===== Provided information =====

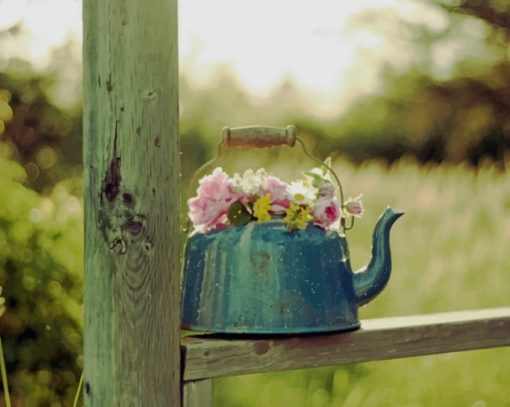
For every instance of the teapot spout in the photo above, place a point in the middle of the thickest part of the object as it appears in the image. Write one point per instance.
(370, 280)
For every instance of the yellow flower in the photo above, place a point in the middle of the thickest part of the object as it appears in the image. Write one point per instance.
(297, 217)
(261, 207)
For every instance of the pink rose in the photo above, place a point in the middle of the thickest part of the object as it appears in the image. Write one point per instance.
(355, 207)
(280, 197)
(215, 195)
(325, 212)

=====

Goal:
Output each line of the material above as a JSON list of strings, one string per line, with blank lines skipped. Leave the pictures out.

Final result:
[
  "For every instance of the teapot spout in the photo above, place a point in the middle of the thickest part of the object as it appears in the image. Write one point per instance.",
  "(370, 280)",
  "For every instance of the yellow flower in the photo above, place a point in the middle of the thickest part of the object as it appears in the image. Write one point per instance.",
  "(297, 217)",
  "(261, 207)",
  "For every instance of the pink rose in the photo above, place a point in the middle of the thickest part of the object as it appears in the image. Write one point per instance.",
  "(355, 207)",
  "(280, 197)",
  "(215, 195)",
  "(325, 212)"
]